[A run of records]
━━━━

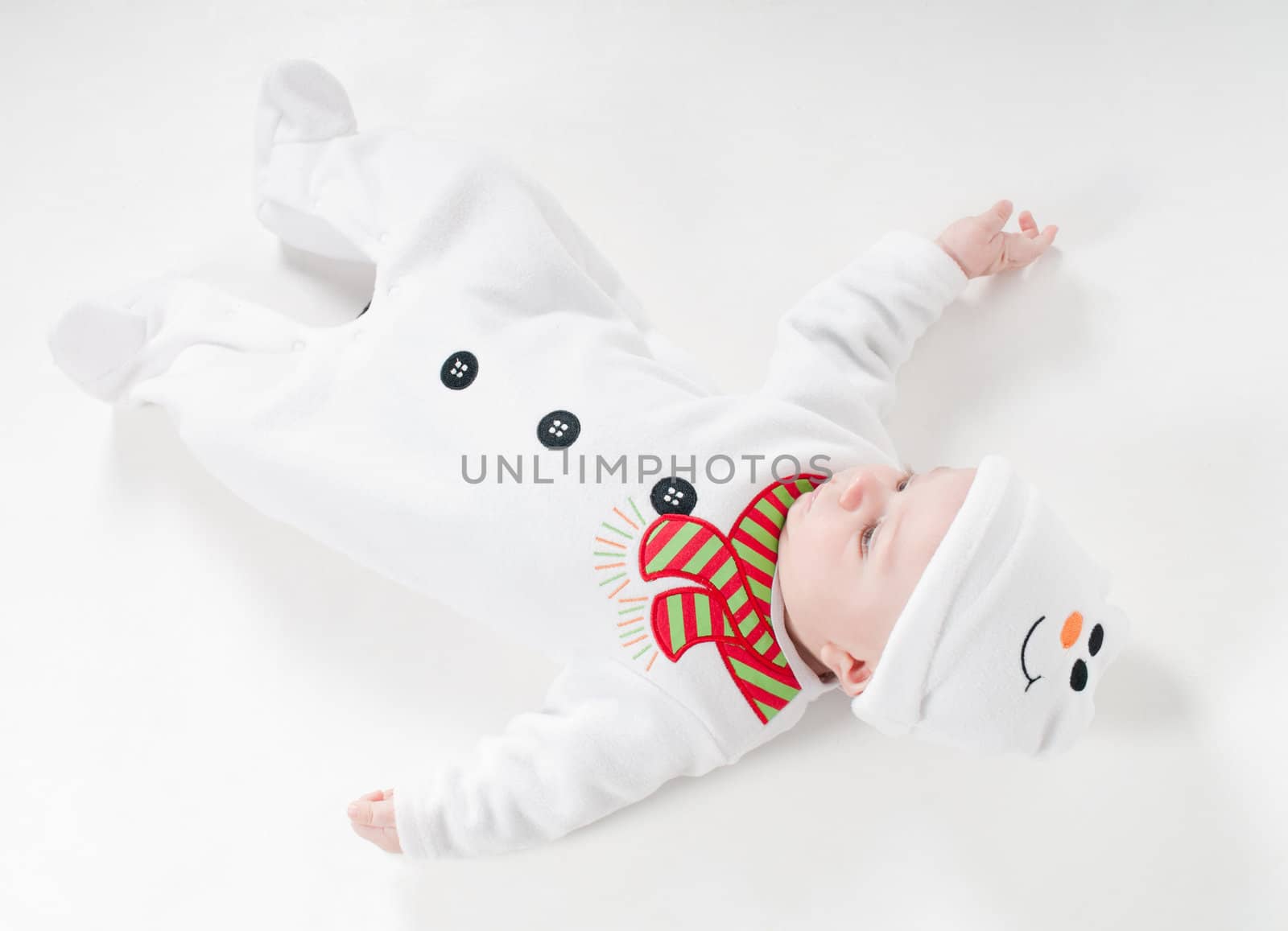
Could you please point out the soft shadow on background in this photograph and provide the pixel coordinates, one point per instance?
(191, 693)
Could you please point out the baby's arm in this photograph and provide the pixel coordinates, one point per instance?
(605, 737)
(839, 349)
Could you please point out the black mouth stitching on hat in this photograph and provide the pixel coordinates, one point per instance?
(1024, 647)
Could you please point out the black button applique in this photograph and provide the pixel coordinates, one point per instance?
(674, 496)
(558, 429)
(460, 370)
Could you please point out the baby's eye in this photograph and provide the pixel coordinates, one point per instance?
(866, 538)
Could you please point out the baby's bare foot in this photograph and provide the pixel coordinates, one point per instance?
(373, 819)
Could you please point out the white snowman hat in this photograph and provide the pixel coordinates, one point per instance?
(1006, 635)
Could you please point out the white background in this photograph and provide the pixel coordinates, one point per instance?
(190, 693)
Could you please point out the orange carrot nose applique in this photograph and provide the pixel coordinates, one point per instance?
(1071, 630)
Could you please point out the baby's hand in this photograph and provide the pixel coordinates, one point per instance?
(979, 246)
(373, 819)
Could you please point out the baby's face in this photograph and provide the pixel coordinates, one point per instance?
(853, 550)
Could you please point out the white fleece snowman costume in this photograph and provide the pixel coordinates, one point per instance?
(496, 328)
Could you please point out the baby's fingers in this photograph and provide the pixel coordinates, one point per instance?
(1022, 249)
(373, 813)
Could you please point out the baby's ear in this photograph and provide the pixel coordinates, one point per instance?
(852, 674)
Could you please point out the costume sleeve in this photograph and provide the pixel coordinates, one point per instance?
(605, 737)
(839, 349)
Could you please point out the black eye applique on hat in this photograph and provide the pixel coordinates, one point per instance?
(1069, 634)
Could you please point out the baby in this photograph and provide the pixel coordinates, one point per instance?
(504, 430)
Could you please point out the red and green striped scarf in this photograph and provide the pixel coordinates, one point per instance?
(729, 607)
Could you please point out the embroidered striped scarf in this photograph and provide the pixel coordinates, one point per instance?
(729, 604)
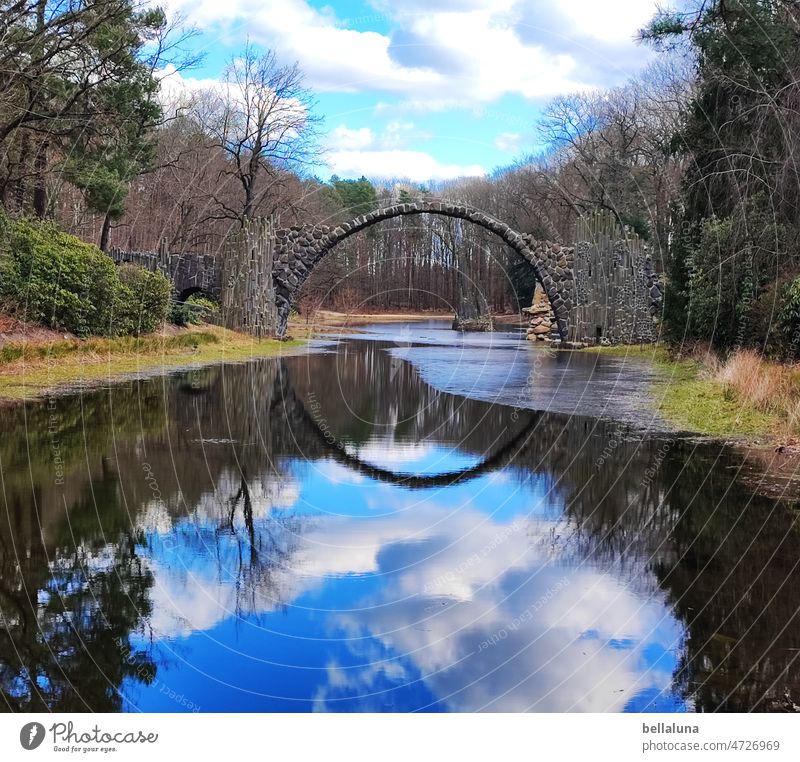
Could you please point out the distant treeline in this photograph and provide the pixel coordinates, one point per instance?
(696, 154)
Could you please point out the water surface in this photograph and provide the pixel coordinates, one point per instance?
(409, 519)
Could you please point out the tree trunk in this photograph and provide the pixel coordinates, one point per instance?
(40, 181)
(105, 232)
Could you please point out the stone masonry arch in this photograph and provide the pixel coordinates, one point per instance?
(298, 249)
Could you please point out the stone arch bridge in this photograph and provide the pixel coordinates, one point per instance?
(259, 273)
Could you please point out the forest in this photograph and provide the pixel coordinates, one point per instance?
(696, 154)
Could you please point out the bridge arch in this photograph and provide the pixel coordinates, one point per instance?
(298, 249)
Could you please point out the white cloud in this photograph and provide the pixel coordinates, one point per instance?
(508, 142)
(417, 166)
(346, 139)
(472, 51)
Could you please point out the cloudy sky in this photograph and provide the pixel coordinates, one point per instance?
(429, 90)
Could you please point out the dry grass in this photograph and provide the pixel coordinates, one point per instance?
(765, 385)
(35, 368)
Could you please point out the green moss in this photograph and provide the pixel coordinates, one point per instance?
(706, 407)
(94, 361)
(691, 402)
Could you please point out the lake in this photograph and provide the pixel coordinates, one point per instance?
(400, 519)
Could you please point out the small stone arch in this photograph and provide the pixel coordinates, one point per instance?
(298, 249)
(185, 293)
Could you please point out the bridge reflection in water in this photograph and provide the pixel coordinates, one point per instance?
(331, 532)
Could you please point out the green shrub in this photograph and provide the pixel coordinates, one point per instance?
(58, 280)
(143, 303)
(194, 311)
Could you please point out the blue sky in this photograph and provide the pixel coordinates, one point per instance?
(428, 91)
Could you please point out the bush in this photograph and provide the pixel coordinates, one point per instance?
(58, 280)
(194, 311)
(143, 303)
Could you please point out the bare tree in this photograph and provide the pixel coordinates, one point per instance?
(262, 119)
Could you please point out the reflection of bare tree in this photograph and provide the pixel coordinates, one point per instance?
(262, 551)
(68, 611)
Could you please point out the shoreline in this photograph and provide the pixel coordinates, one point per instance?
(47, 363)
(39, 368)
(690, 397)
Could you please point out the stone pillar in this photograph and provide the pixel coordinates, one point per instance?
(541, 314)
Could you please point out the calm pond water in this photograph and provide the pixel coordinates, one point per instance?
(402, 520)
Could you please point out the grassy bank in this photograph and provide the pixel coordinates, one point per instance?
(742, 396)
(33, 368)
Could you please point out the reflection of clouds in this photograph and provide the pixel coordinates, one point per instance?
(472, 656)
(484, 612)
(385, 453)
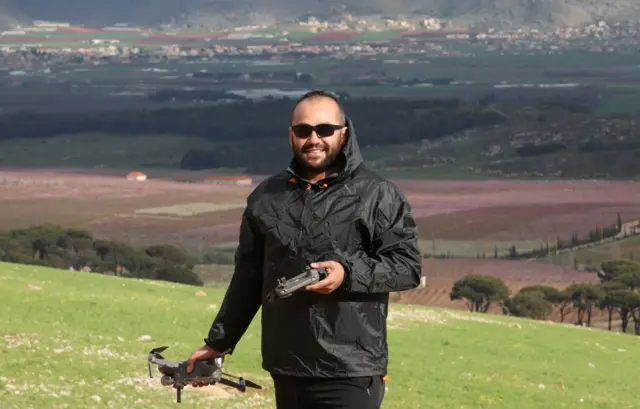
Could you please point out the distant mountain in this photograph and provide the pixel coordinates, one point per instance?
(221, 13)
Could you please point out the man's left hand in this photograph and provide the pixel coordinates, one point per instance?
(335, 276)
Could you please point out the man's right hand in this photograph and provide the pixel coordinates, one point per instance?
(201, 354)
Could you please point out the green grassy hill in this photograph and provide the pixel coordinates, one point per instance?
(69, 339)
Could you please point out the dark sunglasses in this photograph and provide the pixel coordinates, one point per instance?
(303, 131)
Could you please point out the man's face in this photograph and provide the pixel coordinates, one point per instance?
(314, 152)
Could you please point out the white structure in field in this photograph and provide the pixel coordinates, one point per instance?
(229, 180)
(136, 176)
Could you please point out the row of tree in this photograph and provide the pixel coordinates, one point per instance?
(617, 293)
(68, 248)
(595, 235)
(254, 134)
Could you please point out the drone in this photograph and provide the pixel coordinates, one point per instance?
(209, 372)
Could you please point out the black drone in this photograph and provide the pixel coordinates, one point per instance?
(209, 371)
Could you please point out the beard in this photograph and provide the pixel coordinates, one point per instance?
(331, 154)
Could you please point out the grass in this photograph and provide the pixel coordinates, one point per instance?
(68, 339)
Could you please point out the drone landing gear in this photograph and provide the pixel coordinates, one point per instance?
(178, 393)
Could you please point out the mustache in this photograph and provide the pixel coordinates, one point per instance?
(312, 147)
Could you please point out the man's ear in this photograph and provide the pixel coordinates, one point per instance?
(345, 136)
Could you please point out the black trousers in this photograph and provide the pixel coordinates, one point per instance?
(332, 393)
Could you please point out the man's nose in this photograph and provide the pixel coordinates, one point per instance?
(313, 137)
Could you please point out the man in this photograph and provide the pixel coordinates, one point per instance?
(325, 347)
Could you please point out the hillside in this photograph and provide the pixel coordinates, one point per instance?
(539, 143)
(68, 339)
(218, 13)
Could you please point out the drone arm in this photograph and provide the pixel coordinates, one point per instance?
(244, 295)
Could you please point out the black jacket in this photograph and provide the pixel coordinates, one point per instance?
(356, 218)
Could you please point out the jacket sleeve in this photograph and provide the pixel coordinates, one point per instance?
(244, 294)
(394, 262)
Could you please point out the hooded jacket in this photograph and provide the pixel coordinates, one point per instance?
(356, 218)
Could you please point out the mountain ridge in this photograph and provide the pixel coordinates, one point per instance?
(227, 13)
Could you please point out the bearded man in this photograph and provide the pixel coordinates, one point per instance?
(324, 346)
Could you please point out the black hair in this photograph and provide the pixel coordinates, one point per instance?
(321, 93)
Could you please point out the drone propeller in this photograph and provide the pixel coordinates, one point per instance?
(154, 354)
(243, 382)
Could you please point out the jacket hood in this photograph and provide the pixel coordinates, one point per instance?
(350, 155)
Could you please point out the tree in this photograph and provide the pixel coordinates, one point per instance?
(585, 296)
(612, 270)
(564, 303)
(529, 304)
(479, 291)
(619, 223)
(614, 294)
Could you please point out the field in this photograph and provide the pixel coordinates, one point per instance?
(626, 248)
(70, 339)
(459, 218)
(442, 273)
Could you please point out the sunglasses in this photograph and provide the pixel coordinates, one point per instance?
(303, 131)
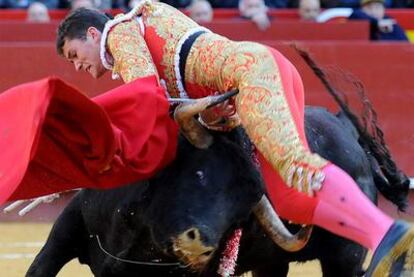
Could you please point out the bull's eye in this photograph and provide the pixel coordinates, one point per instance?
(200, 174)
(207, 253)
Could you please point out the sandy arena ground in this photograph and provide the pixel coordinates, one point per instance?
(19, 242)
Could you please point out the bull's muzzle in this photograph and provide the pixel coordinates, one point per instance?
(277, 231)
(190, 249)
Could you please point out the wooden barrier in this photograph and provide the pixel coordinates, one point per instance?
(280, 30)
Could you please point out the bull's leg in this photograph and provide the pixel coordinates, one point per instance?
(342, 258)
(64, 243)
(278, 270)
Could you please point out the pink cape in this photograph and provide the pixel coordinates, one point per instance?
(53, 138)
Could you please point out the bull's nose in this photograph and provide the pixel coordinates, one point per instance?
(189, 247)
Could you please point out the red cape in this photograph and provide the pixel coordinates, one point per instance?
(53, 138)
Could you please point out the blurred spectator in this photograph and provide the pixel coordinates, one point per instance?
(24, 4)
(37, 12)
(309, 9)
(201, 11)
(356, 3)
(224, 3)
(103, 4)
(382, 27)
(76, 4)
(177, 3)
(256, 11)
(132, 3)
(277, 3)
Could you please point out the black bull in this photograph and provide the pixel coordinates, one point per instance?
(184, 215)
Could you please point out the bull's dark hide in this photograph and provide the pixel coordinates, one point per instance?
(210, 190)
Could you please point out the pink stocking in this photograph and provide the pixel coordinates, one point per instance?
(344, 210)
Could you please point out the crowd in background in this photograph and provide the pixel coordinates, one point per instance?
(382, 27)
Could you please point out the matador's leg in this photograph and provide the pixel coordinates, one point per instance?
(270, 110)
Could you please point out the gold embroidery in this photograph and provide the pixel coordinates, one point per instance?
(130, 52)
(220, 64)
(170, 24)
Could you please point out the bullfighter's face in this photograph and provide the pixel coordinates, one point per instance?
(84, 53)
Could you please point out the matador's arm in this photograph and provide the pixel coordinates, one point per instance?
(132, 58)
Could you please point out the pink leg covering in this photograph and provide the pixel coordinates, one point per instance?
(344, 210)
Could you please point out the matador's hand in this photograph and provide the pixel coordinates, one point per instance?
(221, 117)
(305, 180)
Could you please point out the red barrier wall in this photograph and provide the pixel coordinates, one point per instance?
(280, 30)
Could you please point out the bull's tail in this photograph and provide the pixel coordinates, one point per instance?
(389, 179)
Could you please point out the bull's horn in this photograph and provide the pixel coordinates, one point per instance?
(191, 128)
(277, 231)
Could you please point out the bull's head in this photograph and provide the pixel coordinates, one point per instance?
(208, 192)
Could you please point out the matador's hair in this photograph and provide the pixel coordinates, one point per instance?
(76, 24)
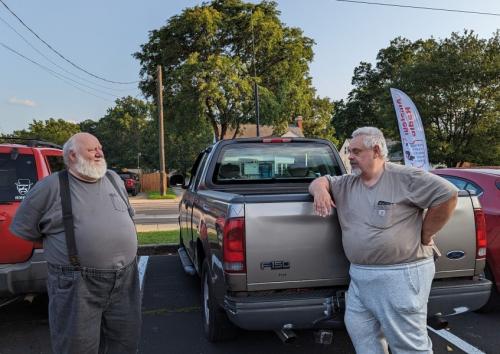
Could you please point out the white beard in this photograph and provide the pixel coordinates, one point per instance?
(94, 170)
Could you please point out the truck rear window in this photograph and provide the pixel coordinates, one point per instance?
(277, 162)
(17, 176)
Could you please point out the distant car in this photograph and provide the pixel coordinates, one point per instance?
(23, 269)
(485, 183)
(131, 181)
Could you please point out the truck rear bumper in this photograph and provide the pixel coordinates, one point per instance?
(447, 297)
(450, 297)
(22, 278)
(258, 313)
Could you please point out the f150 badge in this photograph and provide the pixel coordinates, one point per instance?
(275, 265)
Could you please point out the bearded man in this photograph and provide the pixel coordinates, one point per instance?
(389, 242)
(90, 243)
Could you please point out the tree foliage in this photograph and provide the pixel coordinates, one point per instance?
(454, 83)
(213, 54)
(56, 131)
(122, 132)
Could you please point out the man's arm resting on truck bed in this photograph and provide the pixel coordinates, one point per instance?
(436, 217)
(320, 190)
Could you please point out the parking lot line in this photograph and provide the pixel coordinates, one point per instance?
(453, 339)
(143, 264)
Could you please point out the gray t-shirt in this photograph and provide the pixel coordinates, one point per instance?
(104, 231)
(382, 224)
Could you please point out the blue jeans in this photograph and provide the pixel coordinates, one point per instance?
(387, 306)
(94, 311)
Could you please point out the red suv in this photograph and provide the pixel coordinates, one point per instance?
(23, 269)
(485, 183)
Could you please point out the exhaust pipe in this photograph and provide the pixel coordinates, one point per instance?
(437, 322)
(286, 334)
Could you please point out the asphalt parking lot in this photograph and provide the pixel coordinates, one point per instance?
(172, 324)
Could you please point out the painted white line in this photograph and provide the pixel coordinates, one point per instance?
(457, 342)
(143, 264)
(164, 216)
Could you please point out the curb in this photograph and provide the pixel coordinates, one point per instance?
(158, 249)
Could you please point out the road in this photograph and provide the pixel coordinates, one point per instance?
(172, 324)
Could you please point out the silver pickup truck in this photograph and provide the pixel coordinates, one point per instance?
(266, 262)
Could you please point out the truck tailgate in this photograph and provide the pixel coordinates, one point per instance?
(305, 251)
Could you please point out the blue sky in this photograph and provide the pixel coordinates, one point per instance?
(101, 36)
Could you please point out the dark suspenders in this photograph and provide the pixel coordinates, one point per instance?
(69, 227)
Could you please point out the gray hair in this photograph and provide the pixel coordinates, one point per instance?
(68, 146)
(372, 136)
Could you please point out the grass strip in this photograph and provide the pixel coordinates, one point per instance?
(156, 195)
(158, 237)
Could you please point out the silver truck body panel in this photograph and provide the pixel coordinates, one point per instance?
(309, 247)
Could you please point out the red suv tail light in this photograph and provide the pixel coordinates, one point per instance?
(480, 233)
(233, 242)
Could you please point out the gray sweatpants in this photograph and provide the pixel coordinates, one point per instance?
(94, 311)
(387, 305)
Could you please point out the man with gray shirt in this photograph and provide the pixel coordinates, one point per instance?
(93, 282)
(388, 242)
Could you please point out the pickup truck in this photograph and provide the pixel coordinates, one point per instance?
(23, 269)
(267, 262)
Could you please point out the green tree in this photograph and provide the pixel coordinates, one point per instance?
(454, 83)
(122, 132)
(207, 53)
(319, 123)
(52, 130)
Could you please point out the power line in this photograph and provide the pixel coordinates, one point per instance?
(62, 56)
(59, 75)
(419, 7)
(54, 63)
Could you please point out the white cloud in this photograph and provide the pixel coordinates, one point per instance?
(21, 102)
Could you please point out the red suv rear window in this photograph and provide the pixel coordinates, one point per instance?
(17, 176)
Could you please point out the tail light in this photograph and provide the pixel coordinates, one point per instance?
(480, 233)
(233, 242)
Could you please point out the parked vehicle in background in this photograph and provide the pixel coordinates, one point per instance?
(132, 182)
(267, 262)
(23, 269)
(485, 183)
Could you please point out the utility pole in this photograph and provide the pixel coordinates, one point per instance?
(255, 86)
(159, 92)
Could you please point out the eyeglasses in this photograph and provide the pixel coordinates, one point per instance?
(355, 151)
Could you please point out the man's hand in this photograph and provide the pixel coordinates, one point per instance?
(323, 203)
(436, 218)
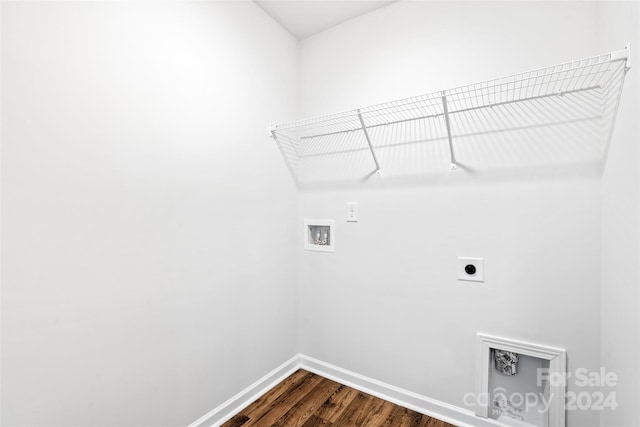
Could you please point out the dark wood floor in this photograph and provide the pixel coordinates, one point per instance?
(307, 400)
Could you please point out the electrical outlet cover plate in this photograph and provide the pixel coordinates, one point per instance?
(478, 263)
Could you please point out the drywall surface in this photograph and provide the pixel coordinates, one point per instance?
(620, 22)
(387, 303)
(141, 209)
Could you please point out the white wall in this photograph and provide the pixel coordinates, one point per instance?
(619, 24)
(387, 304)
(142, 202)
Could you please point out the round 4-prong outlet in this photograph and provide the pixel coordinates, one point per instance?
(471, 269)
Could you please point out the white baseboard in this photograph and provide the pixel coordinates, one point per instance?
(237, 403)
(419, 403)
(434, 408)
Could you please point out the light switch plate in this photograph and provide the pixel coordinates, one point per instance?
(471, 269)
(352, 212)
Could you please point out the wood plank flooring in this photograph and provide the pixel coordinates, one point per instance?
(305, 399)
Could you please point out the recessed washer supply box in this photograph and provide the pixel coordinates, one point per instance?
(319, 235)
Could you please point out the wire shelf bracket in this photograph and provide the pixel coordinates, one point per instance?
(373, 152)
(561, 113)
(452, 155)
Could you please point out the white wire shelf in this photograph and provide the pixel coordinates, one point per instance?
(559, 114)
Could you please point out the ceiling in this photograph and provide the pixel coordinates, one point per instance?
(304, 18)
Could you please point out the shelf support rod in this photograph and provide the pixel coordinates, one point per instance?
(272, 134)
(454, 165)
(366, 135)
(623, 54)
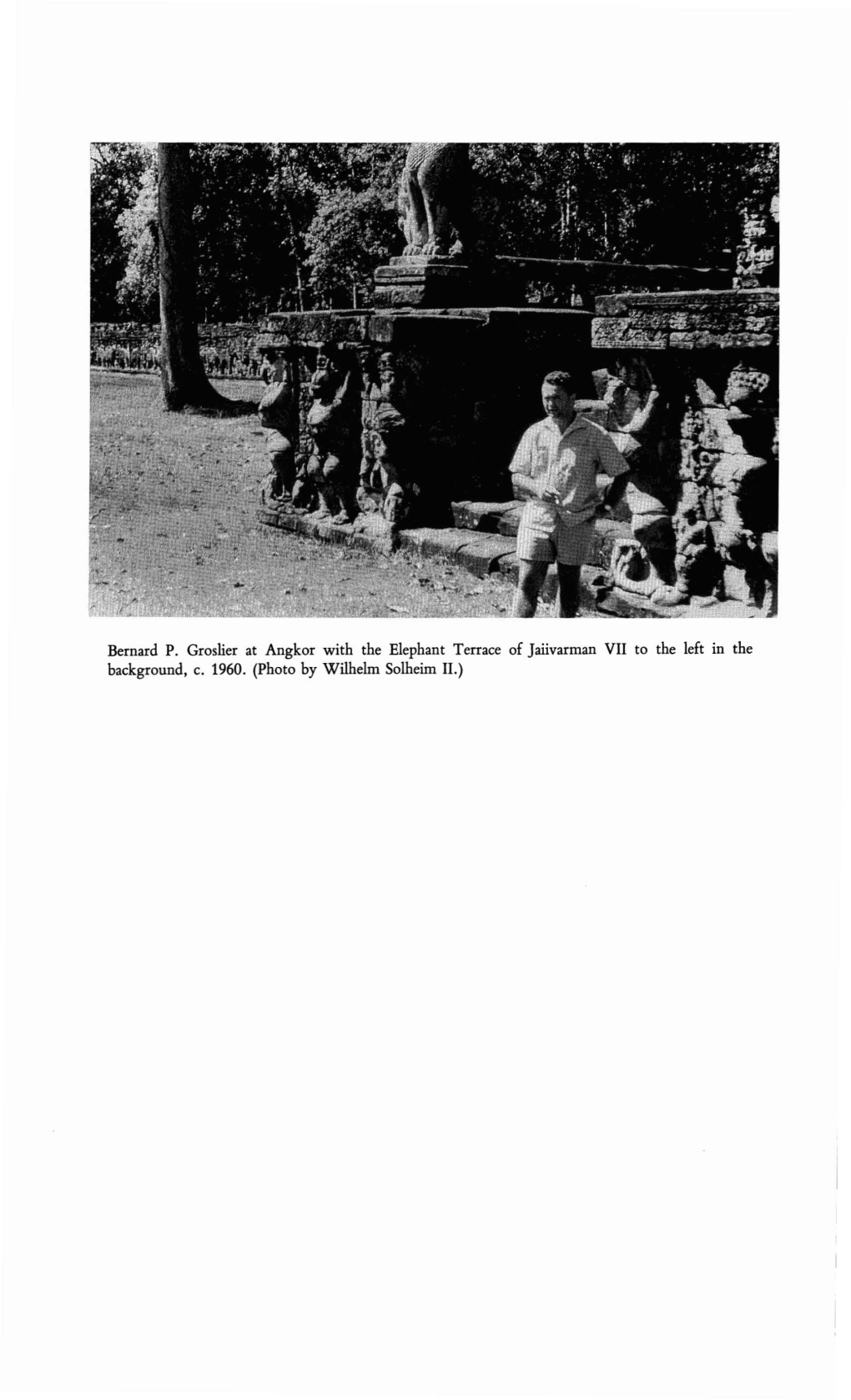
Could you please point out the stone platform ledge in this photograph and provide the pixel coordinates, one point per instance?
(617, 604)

━━━━

Render the material as a numbered list, beginning at its first line and stopping after the line that contains "(1024, 647)". Omit blank lines and the pictures.

Reply to the exercise:
1. Could you please point out the soft shadow on background in this photograph and provide the pixel coordinates, one point per instance?
2. (191, 693)
3. Could you please point out the baby's arm in this photograph and provide the pixel coordinates, one point per instance?
4. (605, 737)
5. (839, 349)
6. Could you please point out the black mouth stitching on hat in this photograph and provide the pixel coordinates, one point per instance?
7. (1024, 647)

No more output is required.